-- EXERCISE --
Rewrite the items from the line containing "Where can you find the winding" through the end of the items, with "winding road" replaced by "curving road" and nothing else changed. Omit the pictures from your answer.

++++++++

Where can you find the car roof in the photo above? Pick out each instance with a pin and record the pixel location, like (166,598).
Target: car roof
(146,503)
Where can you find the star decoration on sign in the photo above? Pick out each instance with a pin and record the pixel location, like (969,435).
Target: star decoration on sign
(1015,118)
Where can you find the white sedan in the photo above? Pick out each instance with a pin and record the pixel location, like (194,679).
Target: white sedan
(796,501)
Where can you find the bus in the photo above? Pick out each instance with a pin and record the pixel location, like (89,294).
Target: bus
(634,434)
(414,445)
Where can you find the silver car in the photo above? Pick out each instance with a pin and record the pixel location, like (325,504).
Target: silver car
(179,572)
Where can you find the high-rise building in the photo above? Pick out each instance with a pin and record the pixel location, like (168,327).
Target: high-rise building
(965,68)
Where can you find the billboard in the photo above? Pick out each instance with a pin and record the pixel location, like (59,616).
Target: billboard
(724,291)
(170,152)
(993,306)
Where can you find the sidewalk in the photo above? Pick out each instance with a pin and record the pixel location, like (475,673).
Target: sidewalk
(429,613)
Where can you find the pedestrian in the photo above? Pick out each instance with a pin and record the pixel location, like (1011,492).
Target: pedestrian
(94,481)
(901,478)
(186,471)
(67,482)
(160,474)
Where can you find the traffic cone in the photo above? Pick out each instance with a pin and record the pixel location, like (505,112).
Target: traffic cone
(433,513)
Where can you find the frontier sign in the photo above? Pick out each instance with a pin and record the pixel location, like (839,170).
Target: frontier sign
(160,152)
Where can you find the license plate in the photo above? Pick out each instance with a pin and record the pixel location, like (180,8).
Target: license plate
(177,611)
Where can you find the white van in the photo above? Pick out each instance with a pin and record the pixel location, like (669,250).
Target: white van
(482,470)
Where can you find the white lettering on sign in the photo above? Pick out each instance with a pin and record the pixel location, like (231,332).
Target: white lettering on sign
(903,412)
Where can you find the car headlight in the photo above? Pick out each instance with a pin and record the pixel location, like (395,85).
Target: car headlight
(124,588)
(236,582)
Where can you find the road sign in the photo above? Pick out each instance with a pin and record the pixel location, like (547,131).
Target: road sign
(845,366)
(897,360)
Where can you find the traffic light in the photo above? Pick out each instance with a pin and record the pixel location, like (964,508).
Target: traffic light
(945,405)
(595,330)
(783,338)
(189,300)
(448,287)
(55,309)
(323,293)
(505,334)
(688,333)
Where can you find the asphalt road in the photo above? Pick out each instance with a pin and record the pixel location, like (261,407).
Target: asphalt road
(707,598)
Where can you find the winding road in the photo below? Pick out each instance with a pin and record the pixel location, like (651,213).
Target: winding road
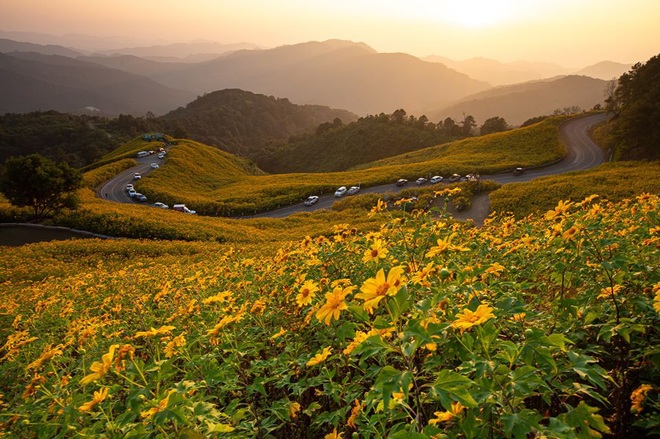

++++++++

-- RESPONSE --
Where can you find the curving road in the photo below? Pick out each instance with a pin and record the pixel location, like (651,213).
Target: curving road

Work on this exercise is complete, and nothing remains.